---------- Input material ----------
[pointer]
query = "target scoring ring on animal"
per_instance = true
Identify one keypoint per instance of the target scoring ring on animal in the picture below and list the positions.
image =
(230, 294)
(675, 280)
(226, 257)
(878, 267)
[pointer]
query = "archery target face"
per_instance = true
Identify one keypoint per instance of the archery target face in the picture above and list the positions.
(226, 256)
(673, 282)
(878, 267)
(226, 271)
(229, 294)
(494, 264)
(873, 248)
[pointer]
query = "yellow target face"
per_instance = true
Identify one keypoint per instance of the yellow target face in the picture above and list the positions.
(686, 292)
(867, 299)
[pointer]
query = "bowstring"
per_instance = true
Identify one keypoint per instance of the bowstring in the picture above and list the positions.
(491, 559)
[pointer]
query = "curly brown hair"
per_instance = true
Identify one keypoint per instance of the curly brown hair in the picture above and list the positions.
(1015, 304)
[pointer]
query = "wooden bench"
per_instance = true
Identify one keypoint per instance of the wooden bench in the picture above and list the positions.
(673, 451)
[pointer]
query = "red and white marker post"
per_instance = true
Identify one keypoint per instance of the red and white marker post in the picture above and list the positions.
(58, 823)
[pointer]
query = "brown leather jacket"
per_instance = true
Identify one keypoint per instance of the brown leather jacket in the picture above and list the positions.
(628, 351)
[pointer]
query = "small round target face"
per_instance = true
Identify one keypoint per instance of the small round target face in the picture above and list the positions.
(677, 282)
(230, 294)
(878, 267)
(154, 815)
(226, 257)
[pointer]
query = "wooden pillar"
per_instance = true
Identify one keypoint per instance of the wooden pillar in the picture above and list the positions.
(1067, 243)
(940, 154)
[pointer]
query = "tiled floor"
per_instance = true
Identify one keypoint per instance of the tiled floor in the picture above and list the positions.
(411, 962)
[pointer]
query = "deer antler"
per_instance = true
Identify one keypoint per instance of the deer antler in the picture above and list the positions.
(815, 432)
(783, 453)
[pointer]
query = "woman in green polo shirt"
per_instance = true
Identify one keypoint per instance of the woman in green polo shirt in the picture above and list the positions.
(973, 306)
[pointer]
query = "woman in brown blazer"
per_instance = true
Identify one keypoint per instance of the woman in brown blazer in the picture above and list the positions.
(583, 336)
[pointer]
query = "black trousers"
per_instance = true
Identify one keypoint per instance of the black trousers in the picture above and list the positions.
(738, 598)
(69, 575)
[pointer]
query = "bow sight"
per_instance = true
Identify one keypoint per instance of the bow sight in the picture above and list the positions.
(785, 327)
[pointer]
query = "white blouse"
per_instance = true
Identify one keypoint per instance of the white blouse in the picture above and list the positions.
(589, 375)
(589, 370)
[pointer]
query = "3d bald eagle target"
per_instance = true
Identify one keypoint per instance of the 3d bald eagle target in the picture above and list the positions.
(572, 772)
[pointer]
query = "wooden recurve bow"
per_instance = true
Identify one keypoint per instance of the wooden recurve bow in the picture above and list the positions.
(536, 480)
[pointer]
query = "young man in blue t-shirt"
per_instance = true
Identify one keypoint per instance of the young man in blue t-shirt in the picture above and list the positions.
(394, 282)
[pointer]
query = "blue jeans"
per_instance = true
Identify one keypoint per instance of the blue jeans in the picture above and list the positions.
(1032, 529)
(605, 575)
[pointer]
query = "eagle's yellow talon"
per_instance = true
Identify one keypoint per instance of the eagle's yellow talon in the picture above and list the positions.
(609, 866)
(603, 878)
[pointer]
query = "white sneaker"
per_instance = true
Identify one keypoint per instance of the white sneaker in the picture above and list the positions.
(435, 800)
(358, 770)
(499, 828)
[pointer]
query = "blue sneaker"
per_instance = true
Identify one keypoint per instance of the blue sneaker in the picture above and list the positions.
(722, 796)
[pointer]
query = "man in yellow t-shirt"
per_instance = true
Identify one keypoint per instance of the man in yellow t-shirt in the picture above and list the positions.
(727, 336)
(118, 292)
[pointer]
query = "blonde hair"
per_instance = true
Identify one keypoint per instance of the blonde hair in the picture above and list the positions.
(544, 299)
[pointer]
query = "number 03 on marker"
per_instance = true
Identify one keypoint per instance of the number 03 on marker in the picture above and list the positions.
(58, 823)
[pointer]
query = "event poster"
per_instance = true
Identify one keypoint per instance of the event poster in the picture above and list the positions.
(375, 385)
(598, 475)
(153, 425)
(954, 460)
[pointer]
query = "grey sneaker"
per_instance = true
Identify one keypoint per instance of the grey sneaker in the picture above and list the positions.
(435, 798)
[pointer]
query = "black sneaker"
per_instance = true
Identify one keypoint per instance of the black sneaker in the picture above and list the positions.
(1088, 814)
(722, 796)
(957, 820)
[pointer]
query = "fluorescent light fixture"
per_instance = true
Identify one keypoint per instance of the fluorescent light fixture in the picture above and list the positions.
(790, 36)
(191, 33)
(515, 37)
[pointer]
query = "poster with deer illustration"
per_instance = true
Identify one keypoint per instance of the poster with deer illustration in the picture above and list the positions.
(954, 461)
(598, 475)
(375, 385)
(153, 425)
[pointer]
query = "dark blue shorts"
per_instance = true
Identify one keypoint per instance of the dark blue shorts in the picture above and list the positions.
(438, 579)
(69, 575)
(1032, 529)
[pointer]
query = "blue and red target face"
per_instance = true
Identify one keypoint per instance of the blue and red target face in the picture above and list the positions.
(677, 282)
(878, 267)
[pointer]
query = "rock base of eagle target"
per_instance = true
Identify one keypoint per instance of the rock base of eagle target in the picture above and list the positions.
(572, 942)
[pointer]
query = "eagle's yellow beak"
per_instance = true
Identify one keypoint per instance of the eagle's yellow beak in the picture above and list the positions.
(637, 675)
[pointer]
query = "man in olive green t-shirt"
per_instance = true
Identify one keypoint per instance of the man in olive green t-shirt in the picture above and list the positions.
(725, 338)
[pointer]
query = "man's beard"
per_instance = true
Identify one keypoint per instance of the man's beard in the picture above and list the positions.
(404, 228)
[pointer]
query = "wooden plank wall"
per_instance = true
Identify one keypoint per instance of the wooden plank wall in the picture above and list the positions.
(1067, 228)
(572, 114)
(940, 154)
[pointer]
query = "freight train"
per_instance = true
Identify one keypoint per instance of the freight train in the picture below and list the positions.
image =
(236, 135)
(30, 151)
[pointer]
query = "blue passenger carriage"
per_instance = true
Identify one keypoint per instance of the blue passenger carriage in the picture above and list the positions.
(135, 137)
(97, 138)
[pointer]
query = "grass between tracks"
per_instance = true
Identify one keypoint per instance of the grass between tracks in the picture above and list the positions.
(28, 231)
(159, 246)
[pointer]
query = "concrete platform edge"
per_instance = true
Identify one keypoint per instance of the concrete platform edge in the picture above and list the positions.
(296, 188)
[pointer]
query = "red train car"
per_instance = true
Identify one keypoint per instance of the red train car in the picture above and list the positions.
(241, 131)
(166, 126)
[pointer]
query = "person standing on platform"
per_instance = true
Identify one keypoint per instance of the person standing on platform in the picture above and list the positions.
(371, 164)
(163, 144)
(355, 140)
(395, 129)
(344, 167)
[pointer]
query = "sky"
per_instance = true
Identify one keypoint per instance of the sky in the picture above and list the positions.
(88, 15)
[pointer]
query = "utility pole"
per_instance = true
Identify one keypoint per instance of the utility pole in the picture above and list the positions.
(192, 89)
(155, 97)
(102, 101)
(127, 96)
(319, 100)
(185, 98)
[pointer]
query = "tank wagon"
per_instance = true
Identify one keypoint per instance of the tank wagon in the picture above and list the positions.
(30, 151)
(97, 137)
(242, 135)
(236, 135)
----------
■ Task description ■
Set every record down again, exactly as given.

■ Answer area ■
[pointer]
query = "target scoring ring on animal"
per_instance = true
Identify one keypoint per instance of the target scoring ring on animal in the picture below and list the positions.
image =
(230, 294)
(675, 280)
(226, 257)
(878, 267)
[pointer]
query = "archery target face"
per_instance = true
Identify one keypoint per instance of the archery target face in the picture above and list the positions.
(226, 256)
(673, 282)
(878, 267)
(226, 271)
(229, 294)
(494, 264)
(873, 248)
[pointer]
query = "yellow target face"
per_instance = true
Identify one keypoint per instance of the yellow target face in the picture above and list the positions.
(686, 292)
(867, 299)
[pointer]
query = "bowstring"
per_instance = true
Identify one keypoint per instance of the bowstring in the picture above and list the positions.
(491, 559)
[pointer]
query = "curly brown hair"
per_instance = true
Identify one keypoint per instance of the curly brown hair in the picture above and list the positions.
(1015, 304)
[pointer]
query = "wooden bench"
per_instance = true
Identify one keypoint per instance of the wooden bench in the picture above and list the positions.
(673, 451)
[pointer]
query = "red and white marker post"
per_instance = true
Identify one keypoint per instance of the red and white marker post in the picture above and list the positions.
(58, 823)
[pointer]
query = "brown leather jacket"
per_instance = true
Identify one keypoint per instance of the brown leather jacket in the picture above and list the positions.
(628, 351)
[pointer]
query = "small round target face"
per_instance = true
Identify one keypoint per instance of the small round target face in the picture above and list the positions.
(677, 282)
(230, 294)
(878, 267)
(154, 815)
(226, 257)
[pointer]
query = "wooden pillar"
per_instance = true
Identify one keypoint per instance of the wooden pillar in the picture above and list the positions.
(1067, 243)
(940, 154)
[pointer]
query = "tiled floor"
per_instance = true
Identify one keypoint per instance of the tiled floor in the picture above and list the positions.
(411, 962)
[pointer]
query = "deer antler"
per_instance = true
Identify one keypoint per instance of the deer antler in the picture above and list the positions.
(815, 432)
(783, 453)
[pointer]
query = "woman in green polo shirt"
per_instance = true
Identify one keypoint per instance of the woman in green polo shirt in the picture above and list the positions.
(973, 306)
[pointer]
query = "woman in brown blazer"
per_instance = true
Identify one keypoint per instance of the woman in brown blazer in the picture above and list the positions.
(583, 336)
[pointer]
query = "black trousers"
per_instance = true
Identify one keypoint per instance of the black trousers in the picture above and list the positions.
(738, 598)
(69, 575)
[pointer]
query = "bow sight"
per_instance = true
Identify one keypoint per instance of the bow sight in the picture above and list the positions.
(785, 327)
[pointer]
query = "white blouse"
per_instance = true
Identify one keypoint per instance of the white blouse in the picture above and list the positions.
(589, 375)
(589, 370)
[pointer]
query = "3d bald eagle target"
per_instance = true
Identify one keypoint per instance of the 3d bald eagle target in the picture above and list the positions.
(572, 772)
[pointer]
query = "wooden recurve bow"
per_instance = true
Identify one keypoint per instance of the wooden recurve bow in the picture above and list the positions.
(536, 480)
[pointer]
query = "young man in blue t-shirt"
per_instance = true
Identify one keypoint per instance of the young man in blue t-shirt in the picture above and list the positions.
(394, 282)
[pointer]
query = "blue jeans"
per_instance = true
Identify one keypoint per instance of the blue jeans in the picture above and list the positions.
(1032, 529)
(605, 575)
[pointer]
query = "eagle's yellow talon"
per_instance = true
Identify one keypoint per instance of the eagle's yellow talon in the picture above and list the positions.
(609, 866)
(603, 878)
[pointer]
query = "white sneaker"
per_instance = true
Identify one keypoint per instance of the white sneaker in the picture above and list the positions.
(435, 800)
(358, 770)
(499, 828)
[pointer]
query = "blue sneaker"
per_instance = true
Identify one keypoint per instance of the blue sneaker in the picture above and list the positions.
(722, 796)
[pointer]
query = "man in yellow t-shirt"
per_instance = true
Identify one keypoint per instance of the man in yellow t-shirt in the picture above and list the positions.
(727, 336)
(118, 292)
[pointer]
query = "blonde hair"
per_instance = true
Identify one keypoint per instance of the blonde hair in the picture above and list the positions.
(544, 299)
[pointer]
query = "number 03 on marker"
per_instance = true
Identify one keypoint per instance of the number 03 on marker in the picture above and list the positions.
(58, 823)
[pointer]
query = "event poster"
per_instance = true
Identify one keypoint per instance of the event poster in the picture above and list the positions.
(375, 385)
(598, 475)
(153, 425)
(954, 460)
[pointer]
query = "grey sneaker"
per_instance = true
Identify one keypoint per instance of the grey sneaker in the picture above and list the positions.
(435, 798)
[pointer]
query = "black sneaker"
per_instance = true
Identify one keypoint per instance of the black sneaker in the picture above and list the positions.
(1088, 814)
(722, 796)
(957, 820)
[pointer]
query = "fluorescent light fixture"
per_instance = true
Identify one keypoint per instance of the fluorescent light fixture in the picture above and list the positions.
(790, 36)
(191, 33)
(515, 37)
[pointer]
query = "poster with deer illustration"
per_instance = true
Identify one keypoint per instance of the poster with deer illustration in the picture above and list the positions.
(954, 461)
(598, 475)
(375, 385)
(153, 425)
[pointer]
query = "dark blue shorts"
per_instance = true
Identify one keypoint per instance of the dark blue shorts in the picture above and list the positions.
(438, 579)
(69, 575)
(1032, 529)
[pointer]
query = "blue and red target face"
per_instance = true
Identify one keypoint per instance of the blue and red target face in the picture above and list the positions.
(677, 282)
(878, 267)
[pointer]
query = "rock base of eagle target"
per_instance = true
Identify one keypoint per instance of the rock base of eagle target in the picture above and list the positions.
(572, 942)
[pointer]
query = "eagle's yellow beak"
per_instance = true
Identify one keypoint per instance of the eagle's yellow beak in the picture above and list the positions.
(637, 675)
[pointer]
query = "man in olive green t-shirt"
per_instance = true
Identify one keypoint per instance of the man in olive green t-shirt in the picture above and list the positions.
(725, 338)
[pointer]
query = "man's beard"
per_instance = true
Identify one keypoint per instance of the man's beard in the picture above and list the positions.
(404, 228)
[pointer]
query = "wooden plank wall"
per_instance = true
Identify one keypoint per instance of the wooden plank wall in the picture above and list the positions.
(1067, 228)
(572, 114)
(940, 154)
[pointer]
query = "freight train"
per_instance = true
Identify one keypoint per instance of the freight train in the picture below and list the positions.
image =
(236, 135)
(30, 151)
[pointer]
query = "blue passenger carriage"
per_instance = true
Identify one keypoint per instance of the blue passenger carriage in the picture above and list the positions.
(135, 137)
(97, 138)
[pointer]
query = "grass between tracks"
per_instance = true
Identify one keypoint per instance of the grass between tracks in the picture above and list the positions.
(28, 231)
(159, 246)
[pointer]
query = "concrete platform edge"
per_instance = true
Identify one keypoint per instance of the concrete platform edge in the picture above and list the positions.
(296, 188)
[pointer]
query = "red train car"
per_instance = true
Identify one keypoint per instance of the red train car in the picture above and list the positions.
(241, 131)
(166, 126)
[pointer]
query = "person standing on platform"
per_instance = true
Identify one keypoint per instance of the person standing on platform in the picture above and list the positions.
(371, 164)
(163, 144)
(355, 140)
(395, 129)
(344, 167)
[pointer]
query = "sky"
per_instance = true
Identify one keypoint per instance of the sky in the picture above and list the positions.
(88, 15)
[pointer]
query = "utility pole"
per_instance = true
Identify one keypoint per instance of the utility pole in the picture above and list the positions.
(192, 89)
(155, 97)
(102, 101)
(127, 96)
(319, 100)
(185, 98)
[pointer]
query = "tank wagon"
per_instance = true
Identify one keypoint per instance of the tank wagon in the picture above and list the positions.
(30, 151)
(97, 137)
(242, 135)
(236, 135)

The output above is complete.